What you have to do: Copy exactly, and only, the lines that start at the line containing "finding the conical" and end at the last line of the material below.

Source data:
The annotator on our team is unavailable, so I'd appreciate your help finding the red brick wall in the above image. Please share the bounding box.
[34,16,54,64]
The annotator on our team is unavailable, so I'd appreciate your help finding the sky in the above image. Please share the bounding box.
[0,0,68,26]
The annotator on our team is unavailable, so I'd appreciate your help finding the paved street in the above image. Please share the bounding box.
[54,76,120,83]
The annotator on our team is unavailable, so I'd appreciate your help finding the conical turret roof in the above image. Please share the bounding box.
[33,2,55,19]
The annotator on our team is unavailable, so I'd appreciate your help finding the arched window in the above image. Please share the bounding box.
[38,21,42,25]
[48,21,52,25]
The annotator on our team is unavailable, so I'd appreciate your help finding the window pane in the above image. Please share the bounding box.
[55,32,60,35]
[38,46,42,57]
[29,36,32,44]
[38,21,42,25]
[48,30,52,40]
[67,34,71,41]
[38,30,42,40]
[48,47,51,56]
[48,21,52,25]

Answer:
The annotator on our team is unavailable, so I'd appreciate your help finding the conical turret roof in the above image. Please share the bounding box.
[33,2,55,19]
The annotator on our team is unavailable, so I'd appreciate your help finding the arched window in the above image. Please share the bounding box.
[38,21,42,25]
[48,21,52,25]
The annotator on our team is unavailable, so I'd appreciate your help finding the window pane in the above image. Please share the bounding box.
[55,32,60,35]
[38,46,42,57]
[29,36,32,44]
[38,21,42,25]
[48,30,52,40]
[67,34,71,41]
[38,30,42,40]
[48,47,51,56]
[48,21,52,25]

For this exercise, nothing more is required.